## SUPPLIED MATERIAL:
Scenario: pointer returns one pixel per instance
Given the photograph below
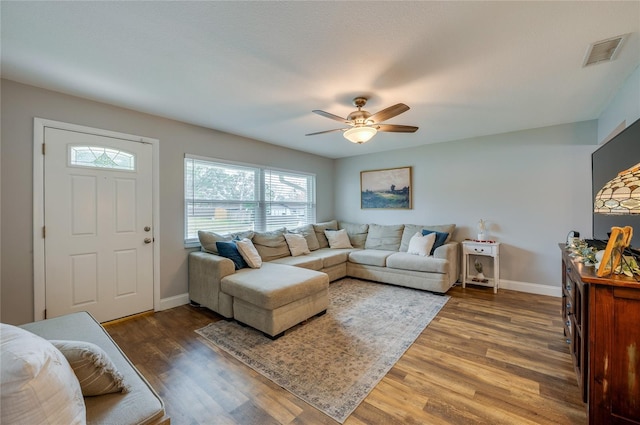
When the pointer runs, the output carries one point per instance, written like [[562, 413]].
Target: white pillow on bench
[[38, 385]]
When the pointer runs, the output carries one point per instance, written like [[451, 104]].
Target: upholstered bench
[[276, 297]]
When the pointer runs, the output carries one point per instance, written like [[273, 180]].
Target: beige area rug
[[332, 362]]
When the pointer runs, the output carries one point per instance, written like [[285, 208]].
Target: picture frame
[[388, 188], [619, 240]]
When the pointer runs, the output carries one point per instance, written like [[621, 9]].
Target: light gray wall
[[625, 106], [531, 186], [21, 103]]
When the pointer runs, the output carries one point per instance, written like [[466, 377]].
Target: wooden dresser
[[602, 326]]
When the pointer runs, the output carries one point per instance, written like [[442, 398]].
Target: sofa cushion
[[309, 234], [141, 405], [305, 261], [38, 385], [338, 239], [440, 239], [331, 257], [274, 285], [357, 233], [384, 237], [319, 228], [405, 261], [297, 244], [249, 253], [421, 244], [92, 366], [411, 229], [271, 245], [230, 250], [208, 239], [370, 257]]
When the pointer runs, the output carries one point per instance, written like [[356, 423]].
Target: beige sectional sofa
[[288, 289], [42, 396]]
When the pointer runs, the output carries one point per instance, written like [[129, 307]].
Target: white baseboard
[[175, 301], [531, 288]]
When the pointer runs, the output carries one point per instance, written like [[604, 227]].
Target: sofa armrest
[[205, 273], [451, 252]]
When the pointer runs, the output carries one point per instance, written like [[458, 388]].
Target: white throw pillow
[[37, 384], [297, 244], [249, 252], [92, 366], [338, 238], [421, 245]]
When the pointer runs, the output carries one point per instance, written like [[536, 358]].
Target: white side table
[[487, 249]]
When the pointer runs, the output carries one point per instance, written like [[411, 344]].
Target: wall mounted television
[[618, 154]]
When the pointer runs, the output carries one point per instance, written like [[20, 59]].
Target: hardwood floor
[[485, 359]]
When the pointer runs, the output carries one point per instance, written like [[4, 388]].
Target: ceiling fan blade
[[389, 112], [393, 128], [331, 116], [326, 131]]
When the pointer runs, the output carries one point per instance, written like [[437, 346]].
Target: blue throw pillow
[[440, 238], [230, 250]]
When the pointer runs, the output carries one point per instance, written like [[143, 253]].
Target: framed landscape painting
[[386, 189]]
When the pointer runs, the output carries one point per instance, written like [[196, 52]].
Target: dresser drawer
[[479, 249]]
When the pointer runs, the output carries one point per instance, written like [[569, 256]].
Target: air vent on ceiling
[[603, 51]]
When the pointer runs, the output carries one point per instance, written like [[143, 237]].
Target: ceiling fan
[[364, 125]]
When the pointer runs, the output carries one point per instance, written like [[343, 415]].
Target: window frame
[[260, 221]]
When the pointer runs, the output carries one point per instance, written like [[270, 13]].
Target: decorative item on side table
[[480, 249], [482, 230], [620, 196]]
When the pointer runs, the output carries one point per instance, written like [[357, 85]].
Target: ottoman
[[276, 297]]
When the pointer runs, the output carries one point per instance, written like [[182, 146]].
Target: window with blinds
[[224, 197]]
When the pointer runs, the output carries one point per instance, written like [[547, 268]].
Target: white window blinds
[[225, 197]]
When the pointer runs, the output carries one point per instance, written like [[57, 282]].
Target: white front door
[[98, 222]]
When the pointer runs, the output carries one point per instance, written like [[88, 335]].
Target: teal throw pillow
[[230, 250], [440, 238]]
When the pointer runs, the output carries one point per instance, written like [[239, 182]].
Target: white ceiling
[[257, 69]]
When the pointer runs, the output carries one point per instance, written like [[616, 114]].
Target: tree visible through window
[[222, 198]]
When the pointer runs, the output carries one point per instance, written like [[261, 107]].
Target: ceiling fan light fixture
[[360, 135]]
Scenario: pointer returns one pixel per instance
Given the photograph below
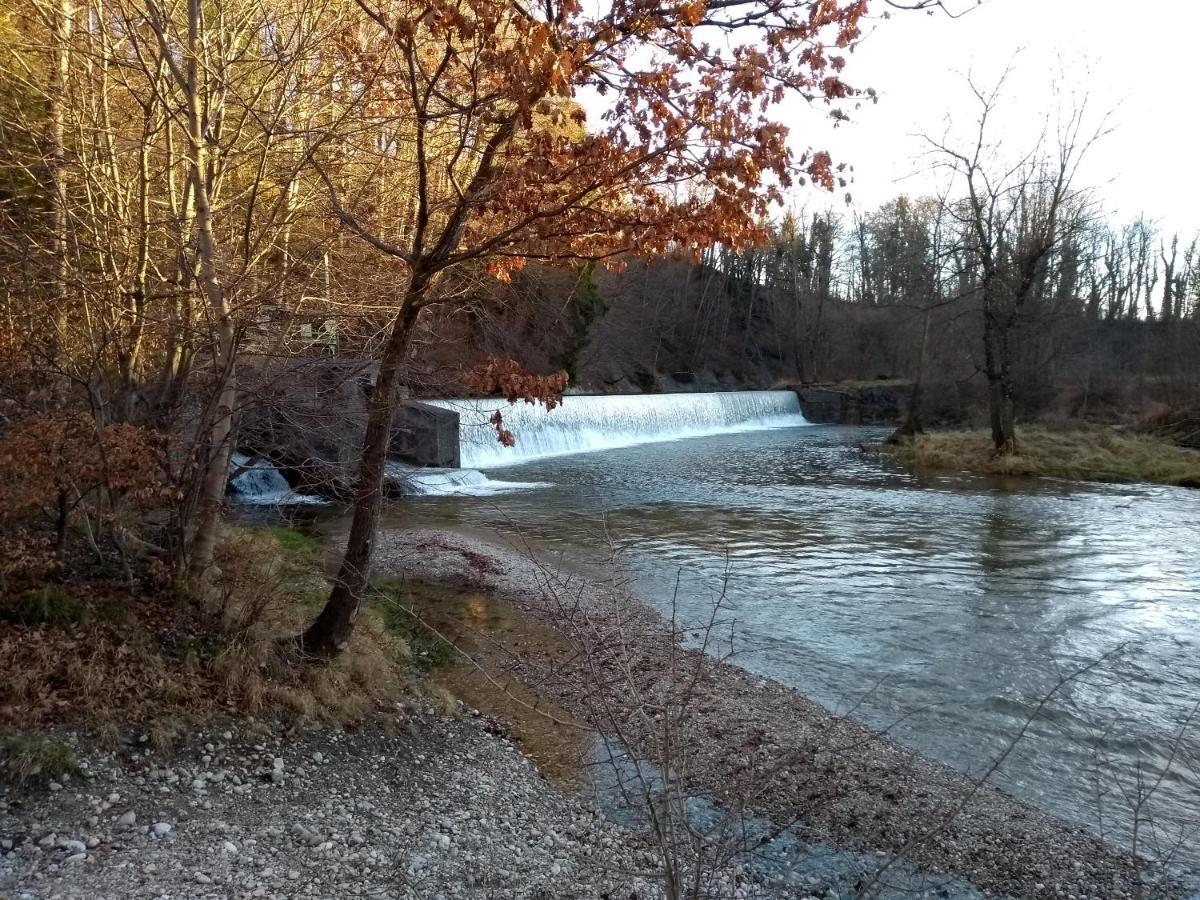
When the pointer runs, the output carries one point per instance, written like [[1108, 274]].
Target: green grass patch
[[414, 613], [294, 543], [35, 761], [47, 605], [1078, 454]]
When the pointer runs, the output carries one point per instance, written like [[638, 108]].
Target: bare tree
[[1015, 213]]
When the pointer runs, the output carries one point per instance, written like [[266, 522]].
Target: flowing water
[[945, 609]]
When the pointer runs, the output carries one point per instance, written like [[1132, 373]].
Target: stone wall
[[307, 418], [856, 403]]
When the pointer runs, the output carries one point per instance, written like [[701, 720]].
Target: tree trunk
[[1000, 382], [57, 162], [327, 636], [215, 459]]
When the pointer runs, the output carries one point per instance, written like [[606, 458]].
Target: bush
[[397, 610]]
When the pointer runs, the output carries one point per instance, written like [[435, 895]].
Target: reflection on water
[[952, 604]]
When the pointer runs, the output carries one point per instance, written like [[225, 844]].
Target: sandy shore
[[756, 745]]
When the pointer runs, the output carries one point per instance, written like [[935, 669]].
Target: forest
[[225, 220]]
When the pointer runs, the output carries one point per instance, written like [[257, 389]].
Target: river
[[946, 609]]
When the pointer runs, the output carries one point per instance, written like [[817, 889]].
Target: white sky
[[1138, 59]]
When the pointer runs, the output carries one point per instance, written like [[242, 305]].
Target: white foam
[[445, 483], [586, 424], [259, 484]]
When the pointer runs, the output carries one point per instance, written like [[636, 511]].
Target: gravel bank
[[756, 744], [443, 808]]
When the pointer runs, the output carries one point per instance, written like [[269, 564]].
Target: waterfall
[[415, 481], [583, 424], [258, 483]]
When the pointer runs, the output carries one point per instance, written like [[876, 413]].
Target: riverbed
[[957, 612]]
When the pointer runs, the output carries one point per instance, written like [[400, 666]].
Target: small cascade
[[258, 483], [583, 424], [414, 481]]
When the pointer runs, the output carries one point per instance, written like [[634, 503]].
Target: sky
[[1137, 60]]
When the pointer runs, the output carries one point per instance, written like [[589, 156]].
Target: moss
[[1078, 454], [48, 605], [36, 761], [294, 543], [403, 607]]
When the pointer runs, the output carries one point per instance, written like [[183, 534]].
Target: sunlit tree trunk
[[333, 628]]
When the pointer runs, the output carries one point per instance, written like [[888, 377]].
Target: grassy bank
[[119, 654], [1079, 454]]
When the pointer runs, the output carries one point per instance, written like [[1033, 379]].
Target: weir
[[583, 424], [257, 483]]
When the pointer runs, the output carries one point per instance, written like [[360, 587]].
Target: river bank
[[1080, 453], [753, 744], [426, 807], [418, 802]]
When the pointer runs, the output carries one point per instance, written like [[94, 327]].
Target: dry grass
[[102, 655], [1080, 454]]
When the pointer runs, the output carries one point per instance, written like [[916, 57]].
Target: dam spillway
[[591, 423]]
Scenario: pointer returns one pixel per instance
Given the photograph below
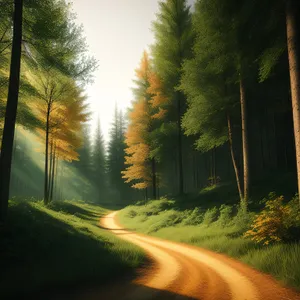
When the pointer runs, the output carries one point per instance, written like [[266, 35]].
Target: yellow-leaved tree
[[147, 107], [61, 109]]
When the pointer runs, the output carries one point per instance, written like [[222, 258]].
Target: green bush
[[277, 222], [194, 217], [171, 218], [210, 216], [244, 217], [131, 213], [225, 217]]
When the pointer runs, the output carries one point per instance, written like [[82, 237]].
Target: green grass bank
[[217, 228], [46, 249]]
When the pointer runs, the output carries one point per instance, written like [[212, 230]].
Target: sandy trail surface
[[179, 271]]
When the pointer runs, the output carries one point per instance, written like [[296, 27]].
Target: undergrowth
[[222, 229], [46, 248]]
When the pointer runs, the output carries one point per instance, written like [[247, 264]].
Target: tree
[[49, 38], [99, 162], [141, 137], [293, 31], [173, 43], [11, 109], [116, 155]]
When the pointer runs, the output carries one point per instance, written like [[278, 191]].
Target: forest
[[209, 148]]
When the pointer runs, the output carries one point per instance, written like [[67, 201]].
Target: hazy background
[[117, 32]]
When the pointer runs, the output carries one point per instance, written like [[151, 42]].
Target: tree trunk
[[292, 18], [237, 176], [46, 194], [52, 175], [214, 166], [180, 165], [11, 109], [245, 140], [51, 165], [153, 178]]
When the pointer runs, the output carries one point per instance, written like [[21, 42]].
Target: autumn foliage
[[147, 106], [277, 222]]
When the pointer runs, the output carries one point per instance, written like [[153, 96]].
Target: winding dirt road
[[181, 271]]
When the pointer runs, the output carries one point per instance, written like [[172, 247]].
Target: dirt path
[[185, 272]]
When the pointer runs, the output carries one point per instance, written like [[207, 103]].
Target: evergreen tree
[[116, 156], [99, 162], [173, 43]]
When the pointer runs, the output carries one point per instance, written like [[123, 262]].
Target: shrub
[[276, 222], [171, 218], [243, 218], [210, 216], [194, 217], [131, 213], [225, 215]]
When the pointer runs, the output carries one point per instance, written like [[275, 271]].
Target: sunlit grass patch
[[43, 248], [218, 230]]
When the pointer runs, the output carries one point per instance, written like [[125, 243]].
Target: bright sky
[[117, 32]]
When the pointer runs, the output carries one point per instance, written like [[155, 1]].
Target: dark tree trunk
[[237, 176], [11, 109], [153, 166], [293, 31], [52, 175], [245, 140], [51, 164], [46, 190], [180, 164]]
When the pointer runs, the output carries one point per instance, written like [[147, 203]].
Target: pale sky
[[117, 32]]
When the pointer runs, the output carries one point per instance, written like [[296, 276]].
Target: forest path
[[184, 272], [181, 271]]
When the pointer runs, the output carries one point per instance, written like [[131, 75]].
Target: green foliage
[[210, 216], [225, 216], [243, 217], [194, 217], [38, 241], [223, 236], [277, 222]]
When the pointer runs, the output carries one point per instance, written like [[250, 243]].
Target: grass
[[217, 229], [45, 248]]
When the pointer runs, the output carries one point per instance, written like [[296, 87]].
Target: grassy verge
[[46, 248], [218, 229]]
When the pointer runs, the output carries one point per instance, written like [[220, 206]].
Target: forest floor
[[213, 229], [57, 248], [180, 271]]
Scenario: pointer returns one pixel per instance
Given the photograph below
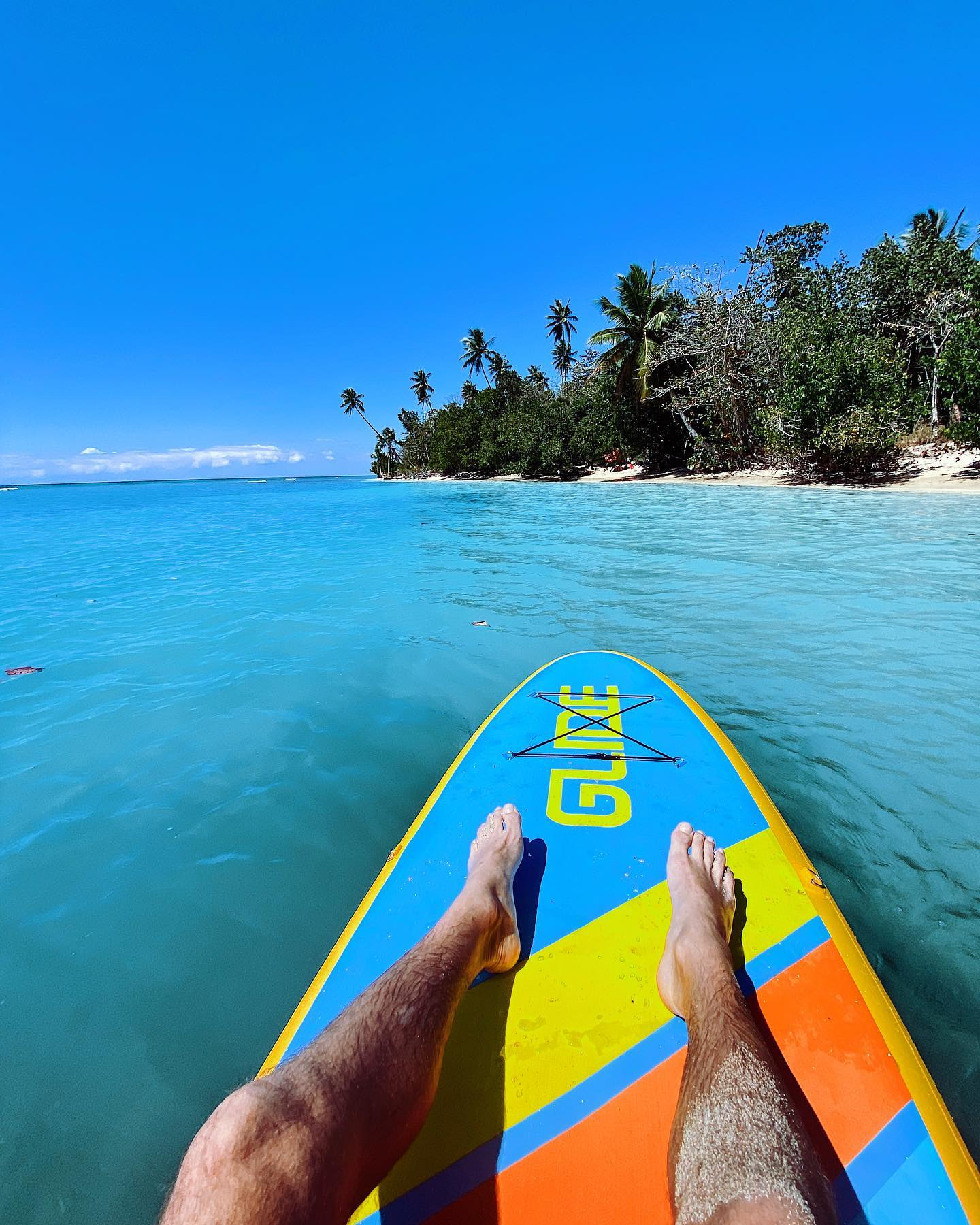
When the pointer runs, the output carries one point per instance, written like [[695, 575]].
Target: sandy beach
[[924, 470]]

## REQUIRED WORK:
Transcribe the records word for word, from their first line down to the line that contains "[[618, 154]]", with both of those lines included. Leave the pictures out of your answer.

## EXERCISE SOLUTION:
Scenario: pointer returns one pixel per instance
Given the photograph below
When the pointer runs, the output carries one point per instance, written like [[562, 413]].
Target: white pillow on bench
[[38, 385]]
When the pointer runs, the output carries one point per instance, written like [[451, 104]].
Target: upholstered bench
[[276, 297]]
When the pointer runs, the output carries one point per instance, written like [[273, 180]].
Target: beige area rug
[[332, 362]]
When the pointer runs, the output carries one point per instance, written like [[285, 208]].
Target: picture frame
[[388, 188], [619, 240]]
When the pointer runs, the output carries one point per instance, written like [[621, 9]].
Target: light gray wall
[[625, 106], [531, 186], [21, 103]]
When the pointer runs, the output carries one point per instance, written like [[466, 377]].
Target: wooden dresser
[[602, 326]]
When the pointer runs, the output carries one point per instance, written like [[442, 398]].
Target: sofa cushion
[[309, 234], [141, 405], [305, 261], [38, 385], [338, 239], [440, 239], [331, 257], [274, 285], [357, 233], [384, 237], [319, 228], [405, 261], [297, 244], [249, 253], [421, 244], [92, 366], [411, 229], [271, 245], [230, 250], [208, 239], [370, 257]]
When the pointer runs, the output carries one point per instance, written like [[356, 423]].
Target: beige sectional sofa
[[288, 289], [42, 396]]
When the pointer runs, the output carries one point per instance, written like [[129, 307]].
Target: white baseboard
[[175, 301], [531, 288]]
When the pointer runs, the output carries one point per instance, written like [[604, 227]].
Target: sofa armrest
[[205, 273], [451, 252]]
When the pointer runs, the output carries one point per instance, written like [[458, 388]].
Target: white throw pillow
[[37, 384], [297, 244], [249, 252], [92, 366], [338, 238], [421, 245]]
When the pointer runs, the output carries one point per instance, written like [[536, 358]].
Target: white side table
[[487, 249]]
When the pointer runs, the output carries one point per instance, written like [[411, 344]].
Target: wall mounted television
[[618, 154]]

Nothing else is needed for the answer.